Rewrite the data below, starting at its beginning and ending at the line containing "x=813 y=223", with "spruce tree" replaced by "pine tree" and nothing else changed. Leave the pictures out of your version.

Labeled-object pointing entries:
▼▼▼
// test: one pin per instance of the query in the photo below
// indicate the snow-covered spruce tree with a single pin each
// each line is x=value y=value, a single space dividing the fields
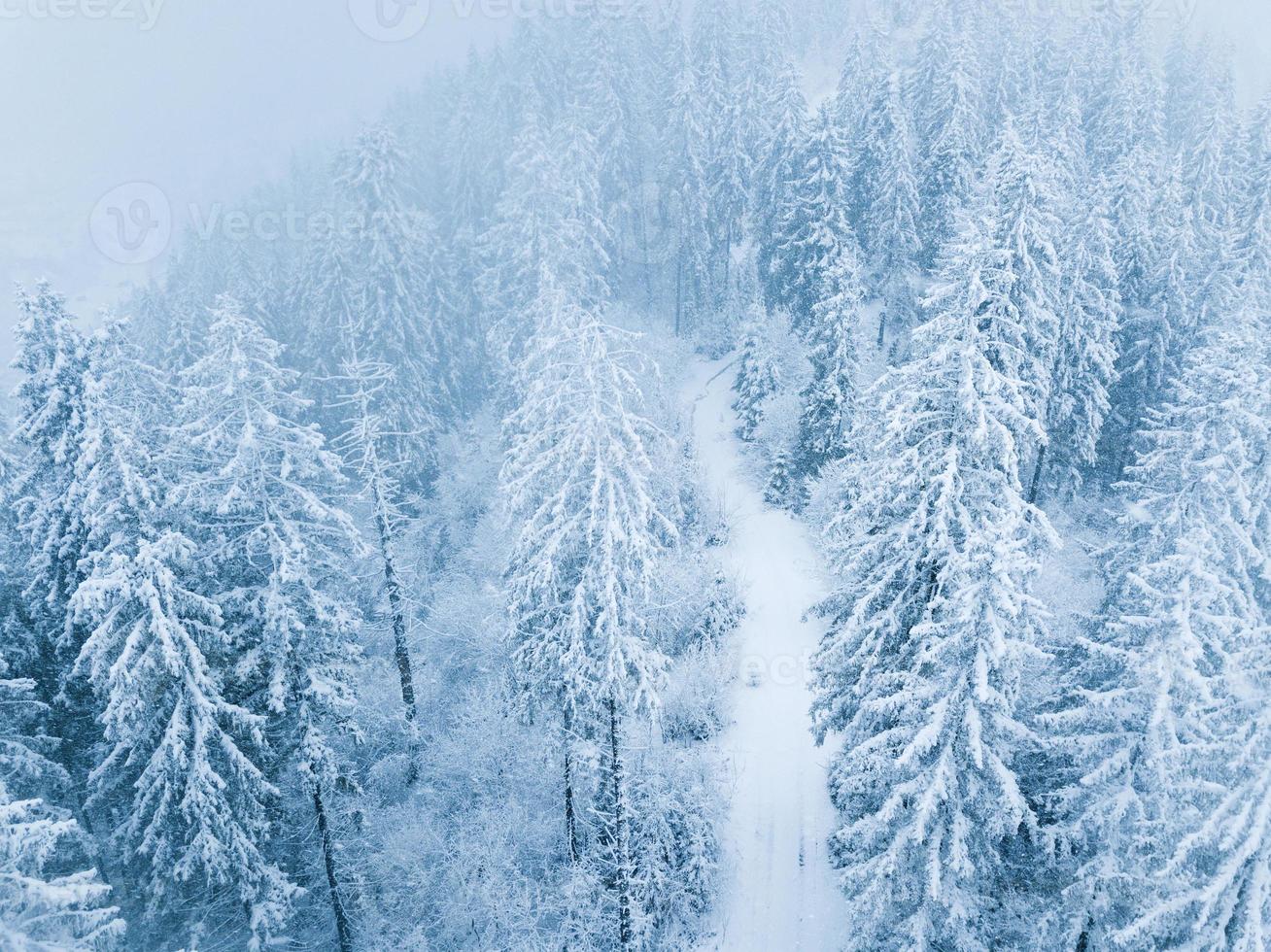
x=326 y=297
x=778 y=172
x=892 y=210
x=1154 y=337
x=948 y=110
x=577 y=478
x=534 y=229
x=181 y=778
x=784 y=487
x=688 y=192
x=1137 y=720
x=44 y=905
x=1084 y=367
x=400 y=297
x=758 y=375
x=932 y=629
x=258 y=494
x=362 y=444
x=178 y=783
x=829 y=399
x=52 y=359
x=1216 y=885
x=1254 y=215
x=813 y=223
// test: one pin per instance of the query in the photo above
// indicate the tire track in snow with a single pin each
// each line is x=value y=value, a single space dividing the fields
x=779 y=891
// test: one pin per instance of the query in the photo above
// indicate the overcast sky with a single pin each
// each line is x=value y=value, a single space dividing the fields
x=207 y=97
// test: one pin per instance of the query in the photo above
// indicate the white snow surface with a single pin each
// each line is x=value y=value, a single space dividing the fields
x=779 y=891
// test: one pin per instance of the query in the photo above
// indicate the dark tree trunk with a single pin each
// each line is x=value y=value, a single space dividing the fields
x=622 y=862
x=679 y=289
x=570 y=827
x=343 y=932
x=400 y=651
x=1037 y=472
x=396 y=608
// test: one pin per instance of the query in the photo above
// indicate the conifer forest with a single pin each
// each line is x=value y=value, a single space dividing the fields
x=718 y=474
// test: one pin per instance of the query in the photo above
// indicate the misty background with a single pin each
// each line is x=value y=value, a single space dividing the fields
x=207 y=101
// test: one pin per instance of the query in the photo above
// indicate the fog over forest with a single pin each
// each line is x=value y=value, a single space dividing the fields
x=636 y=474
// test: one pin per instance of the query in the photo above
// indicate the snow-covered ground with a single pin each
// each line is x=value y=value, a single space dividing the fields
x=780 y=891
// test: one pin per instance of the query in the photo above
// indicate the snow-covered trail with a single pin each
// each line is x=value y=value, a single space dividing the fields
x=780 y=893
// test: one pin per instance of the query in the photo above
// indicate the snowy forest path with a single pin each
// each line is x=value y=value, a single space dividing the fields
x=779 y=890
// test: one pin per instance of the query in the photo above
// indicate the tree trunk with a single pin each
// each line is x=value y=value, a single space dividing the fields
x=622 y=862
x=1037 y=472
x=570 y=827
x=400 y=651
x=679 y=289
x=343 y=931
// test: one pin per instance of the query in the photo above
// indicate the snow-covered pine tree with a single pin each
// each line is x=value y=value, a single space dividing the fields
x=532 y=229
x=778 y=170
x=178 y=783
x=758 y=375
x=948 y=110
x=1154 y=337
x=892 y=210
x=400 y=296
x=829 y=399
x=362 y=445
x=1084 y=367
x=259 y=497
x=181 y=778
x=40 y=907
x=578 y=482
x=813 y=225
x=52 y=358
x=933 y=627
x=688 y=192
x=784 y=487
x=1137 y=720
x=1254 y=217
x=326 y=297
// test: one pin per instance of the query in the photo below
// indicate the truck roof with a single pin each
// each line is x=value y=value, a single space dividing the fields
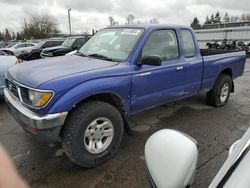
x=148 y=26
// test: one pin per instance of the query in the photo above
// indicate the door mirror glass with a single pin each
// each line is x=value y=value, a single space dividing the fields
x=171 y=158
x=151 y=60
▲▲▲
■ Result for this exercise ■
// test: one pin per instance of the query in the photo below
// indicate the snow-covered pine tree with a single pin each
// each line is x=value y=value, a single space dividing the fields
x=326 y=297
x=778 y=172
x=892 y=210
x=1154 y=337
x=948 y=110
x=577 y=478
x=534 y=229
x=181 y=778
x=784 y=487
x=688 y=192
x=1137 y=720
x=44 y=905
x=1084 y=367
x=400 y=297
x=758 y=375
x=932 y=629
x=258 y=494
x=362 y=444
x=178 y=783
x=829 y=399
x=52 y=359
x=1216 y=885
x=1254 y=215
x=813 y=223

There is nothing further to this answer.